EXERCISE BRIEF:
Print the stored entries below line for line, with nothing changed, and leave the pictures out of your answer.

Stored records:
● ● ● ● ●

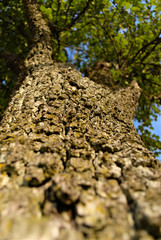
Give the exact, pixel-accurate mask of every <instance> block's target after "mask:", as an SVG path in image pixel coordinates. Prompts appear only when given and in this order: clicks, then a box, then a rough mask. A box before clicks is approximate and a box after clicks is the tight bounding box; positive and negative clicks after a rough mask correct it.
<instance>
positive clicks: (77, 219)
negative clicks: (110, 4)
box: [0, 1, 161, 240]
mask: <svg viewBox="0 0 161 240" xmlns="http://www.w3.org/2000/svg"><path fill="white" fill-rule="evenodd" d="M24 2H27V3H28V4H29V3H30V4H33V3H35V1H24ZM30 4H29V5H28V9H29V8H30ZM35 6H36V5H35ZM34 9H37V6H36V8H34ZM34 11H35V10H34ZM38 14H39V12H38ZM39 16H40V15H39ZM40 18H41V17H40ZM35 19H36V17H35ZM44 27H45V28H46V25H45V23H44ZM34 31H35V30H34ZM44 41H45V40H44ZM44 41H43V46H45V45H44ZM41 44H42V43H41ZM38 45H39V44H38ZM35 46H36V45H35ZM33 49H34V50H33ZM45 51H46V52H45ZM31 52H32V53H33V52H34V54H35V55H34V54H33V57H32V58H31V55H32V54H31ZM31 52H30V53H29V56H28V59H27V60H26V62H29V64H28V72H27V76H26V77H25V79H24V81H23V83H22V85H21V86H20V88H19V90H17V92H16V94H15V96H14V97H13V98H12V100H11V102H10V104H9V107H8V109H7V111H6V112H5V115H4V117H3V119H2V121H1V127H0V131H1V133H0V149H1V150H0V162H1V172H0V236H1V238H0V239H2V240H10V239H12V240H20V239H21V240H26V239H27V240H29V239H30V240H32V239H34V240H44V239H45V240H53V239H54V240H63V239H66V240H75V239H77V240H79V239H91V240H94V239H99V240H104V239H108V240H112V239H113V240H117V239H123V240H124V239H125V240H126V239H127V240H130V239H141V240H143V239H144V240H145V239H149V240H150V239H161V227H160V226H161V167H160V163H159V162H158V161H157V160H156V159H155V158H154V156H153V154H152V153H151V152H149V151H148V150H147V149H146V148H145V147H144V145H143V143H142V141H141V139H140V137H139V135H138V134H137V132H136V130H135V127H134V125H133V121H132V119H133V116H134V113H135V109H136V106H137V100H138V98H139V96H140V88H139V87H138V85H137V84H136V83H135V82H132V83H131V85H130V86H129V87H128V88H126V89H120V90H117V91H113V90H111V89H110V88H109V87H108V86H107V87H106V86H102V85H101V84H99V83H96V82H93V81H91V80H90V79H89V78H84V77H82V76H81V74H80V73H79V72H78V71H77V70H76V69H75V68H74V67H73V66H71V65H69V64H60V63H54V64H52V63H51V58H50V56H51V55H50V54H49V53H51V51H50V52H49V48H48V47H46V48H45V47H44V48H43V54H39V53H40V52H41V51H40V48H37V47H36V48H32V49H31ZM44 52H45V53H44ZM35 56H36V57H35ZM43 57H44V58H45V60H44V62H45V64H42V58H43ZM31 59H32V60H31ZM48 63H49V64H48Z"/></svg>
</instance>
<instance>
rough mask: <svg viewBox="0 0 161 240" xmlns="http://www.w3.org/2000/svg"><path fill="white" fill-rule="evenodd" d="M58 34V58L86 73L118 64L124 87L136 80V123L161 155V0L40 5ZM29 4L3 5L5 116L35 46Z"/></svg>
mask: <svg viewBox="0 0 161 240" xmlns="http://www.w3.org/2000/svg"><path fill="white" fill-rule="evenodd" d="M38 2H39V4H40V9H41V11H42V13H43V15H44V17H45V19H46V21H47V22H48V24H49V27H50V29H51V32H52V36H53V38H52V44H53V59H54V60H55V61H61V62H66V61H70V62H72V63H74V64H75V65H76V66H77V68H78V69H79V70H80V71H82V73H83V74H86V73H87V72H88V70H89V69H92V68H93V67H94V66H95V64H96V63H97V62H98V61H99V60H102V61H105V62H110V63H113V67H112V68H111V74H112V76H113V78H114V81H115V80H117V82H118V81H119V82H120V87H124V86H126V85H128V84H129V82H130V81H132V80H133V79H135V80H136V81H137V82H138V83H139V85H140V86H141V88H142V95H141V98H140V102H139V107H138V109H137V112H136V116H135V118H136V119H137V121H138V122H139V123H140V125H139V127H138V131H139V133H140V134H141V136H142V139H143V141H144V143H145V145H146V146H147V147H148V148H149V149H150V150H152V151H154V152H155V154H156V155H157V154H158V153H159V152H161V143H160V141H159V137H158V136H156V135H154V134H153V135H152V134H151V132H150V129H152V128H153V127H152V120H153V119H155V120H157V115H158V114H160V104H161V70H160V69H161V44H160V43H161V3H160V1H159V0H142V1H141V0H126V1H122V0H102V1H99V0H46V1H45V0H44V1H43V0H39V1H38ZM31 39H32V34H31V33H30V31H29V28H28V25H27V21H26V16H25V11H24V7H23V1H21V0H19V1H12V0H10V1H9V0H1V1H0V73H1V75H0V114H1V116H2V113H3V112H4V109H5V108H6V106H7V103H8V101H9V97H10V95H11V92H12V89H13V87H14V85H15V82H16V79H17V74H18V72H17V71H16V64H17V62H16V61H18V59H22V58H25V56H26V55H27V52H28V50H29V47H30V46H31Z"/></svg>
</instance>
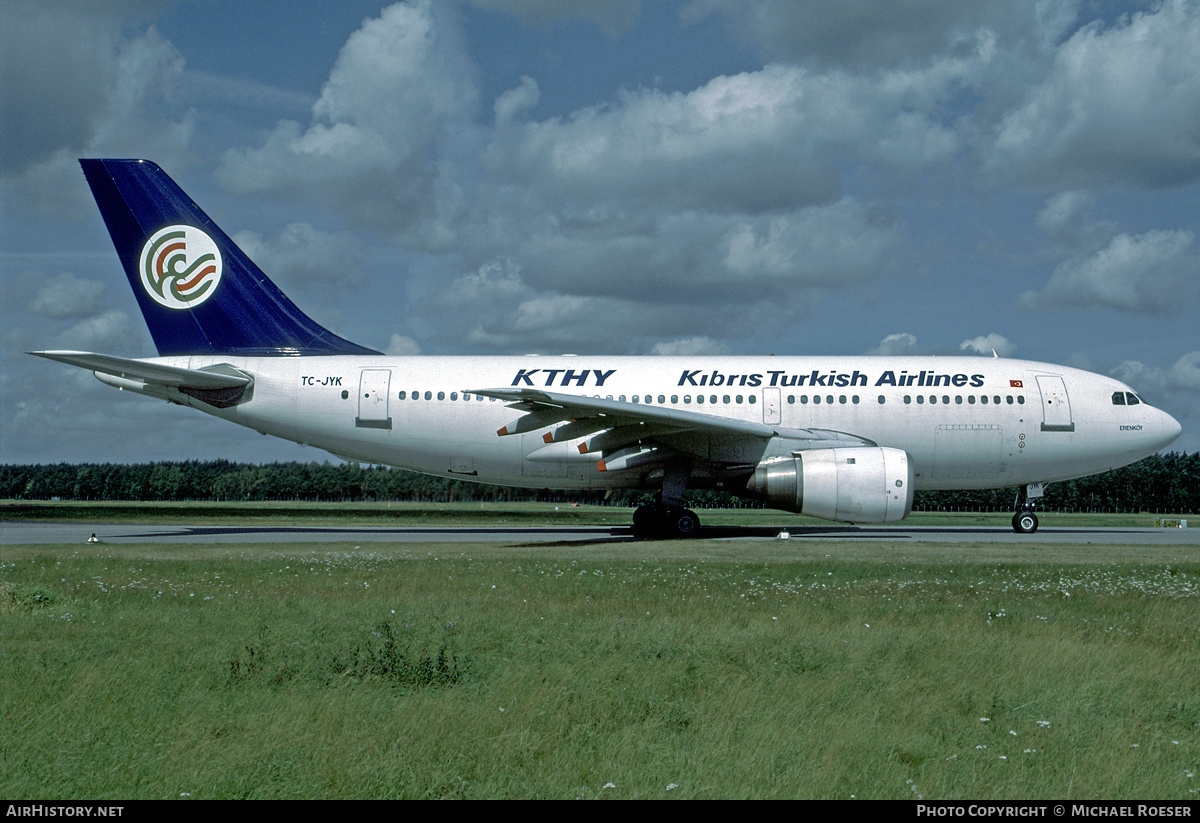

● ● ● ● ●

SOLUTION BELOW:
Give the exact, pixel-accurate mask of every <instance> block's target after "mask:", as an SVG path in image pixel coordinates. Prompts appear only when given and in this order: clicks, then a box, then a rough mask. A box before clicks is approximate and a box after clicks is the tight bounding box; positive and negative clicks after a rough mask correct it.
<instance>
positive clicks: (77, 219)
negative clicks: (110, 4)
box: [0, 1, 161, 240]
mask: <svg viewBox="0 0 161 240" xmlns="http://www.w3.org/2000/svg"><path fill="white" fill-rule="evenodd" d="M24 2H27V3H28V4H29V3H30V4H33V3H35V1H24ZM30 4H29V5H28V9H29V8H30ZM35 6H36V5H35ZM34 9H37V6H36V8H34ZM34 11H35V10H34ZM38 14H39V12H38ZM39 16H40V15H39ZM40 18H41V17H40ZM35 19H36V17H35ZM44 27H45V28H46V25H45V23H44ZM34 31H35V30H34ZM44 41H45V40H44ZM44 41H43V46H45V45H44ZM41 44H42V43H41ZM38 45H39V44H38ZM35 46H36V45H35ZM33 49H34V50H33ZM45 51H46V52H45ZM31 52H32V53H33V52H34V54H35V55H34V54H33V57H32V58H31V55H32V54H31ZM31 52H30V53H29V56H28V59H27V60H26V62H29V64H28V72H27V76H26V77H25V79H24V81H23V83H22V85H21V86H20V88H19V90H17V92H16V94H15V96H14V97H13V98H12V100H11V102H10V104H9V107H8V109H7V111H6V112H5V115H4V117H3V119H2V121H1V127H0V131H1V133H0V149H1V150H0V162H1V172H0V236H1V238H0V239H2V240H10V239H12V240H20V239H21V240H26V239H27V240H29V239H30V240H32V239H34V240H44V239H45V240H53V239H54V240H63V239H66V240H75V239H77V240H79V239H91V240H94V239H99V240H104V239H108V240H112V239H113V240H117V239H123V240H124V239H125V240H126V239H127V240H130V239H141V240H143V239H144V240H145V239H149V240H150V239H161V227H160V226H161V167H160V163H159V162H158V161H157V160H156V159H155V158H154V156H153V154H152V153H151V152H149V151H148V150H147V149H146V148H145V147H144V145H143V143H142V141H141V139H140V137H139V135H138V134H137V132H136V130H135V127H134V125H133V121H132V119H133V116H134V113H135V109H136V106H137V100H138V98H139V96H140V88H139V87H138V85H137V84H136V83H135V82H132V83H131V85H130V86H129V87H128V88H126V89H120V90H117V91H113V90H111V89H110V88H109V87H108V86H107V87H106V86H102V85H101V84H99V83H96V82H93V81H91V80H90V79H89V78H84V77H82V76H81V74H80V73H79V72H78V71H77V70H76V69H75V68H74V67H73V66H71V65H69V64H60V63H54V64H52V63H51V58H50V56H51V55H50V54H49V53H51V51H50V52H49V48H48V47H46V48H45V47H44V48H43V54H39V53H40V52H41V51H40V48H37V47H36V48H32V49H31ZM44 52H45V53H44ZM35 56H36V57H35ZM43 57H44V58H45V60H44V62H45V64H42V58H43ZM31 59H32V60H31ZM48 63H49V64H48Z"/></svg>
</instance>
<instance>
rough mask: <svg viewBox="0 0 161 240" xmlns="http://www.w3.org/2000/svg"><path fill="white" fill-rule="evenodd" d="M58 34V58L86 73L118 64L124 87L136 80V123L161 155V0L40 5ZM29 4L3 5L5 116L35 46Z"/></svg>
mask: <svg viewBox="0 0 161 240" xmlns="http://www.w3.org/2000/svg"><path fill="white" fill-rule="evenodd" d="M38 2H39V4H40V9H41V11H42V13H43V15H44V17H45V19H46V21H47V22H48V24H49V27H50V29H51V32H52V36H53V38H52V44H53V59H54V60H55V61H61V62H66V61H70V62H72V63H74V64H75V65H76V66H77V68H78V69H79V70H80V71H82V73H83V74H86V73H87V72H88V70H89V69H92V68H93V67H94V66H95V64H96V63H97V62H98V61H99V60H102V61H105V62H110V63H113V67H112V68H111V74H112V76H113V78H114V81H115V80H117V82H118V81H119V82H120V87H124V86H126V85H128V84H129V82H130V81H132V80H133V79H135V80H136V81H137V82H138V83H139V85H140V86H141V88H142V95H141V98H140V102H139V107H138V109H137V112H136V116H135V118H136V119H137V121H138V122H139V123H140V125H139V127H138V131H139V133H140V134H141V136H142V139H143V141H144V143H145V145H146V146H147V147H148V148H149V149H150V150H152V151H154V152H155V154H156V155H157V154H158V153H159V152H161V143H160V141H159V137H158V136H156V135H154V134H153V135H152V134H151V132H150V129H152V128H153V127H152V120H153V119H155V120H157V115H158V114H160V104H161V70H160V69H161V44H160V43H161V3H160V1H159V0H142V1H141V0H126V1H122V0H102V1H99V0H46V1H45V0H44V1H43V0H39V1H38ZM31 39H32V34H31V33H30V31H29V28H28V25H27V21H26V16H25V11H24V7H23V1H21V0H19V1H12V0H10V1H9V0H1V1H0V73H1V75H0V114H1V116H2V113H3V112H4V109H5V108H6V106H7V103H8V101H9V97H10V95H11V92H12V89H13V87H14V85H15V82H16V79H17V74H18V72H17V71H16V64H17V62H16V61H18V59H22V58H25V56H26V55H27V52H28V50H29V47H30V46H31Z"/></svg>
</instance>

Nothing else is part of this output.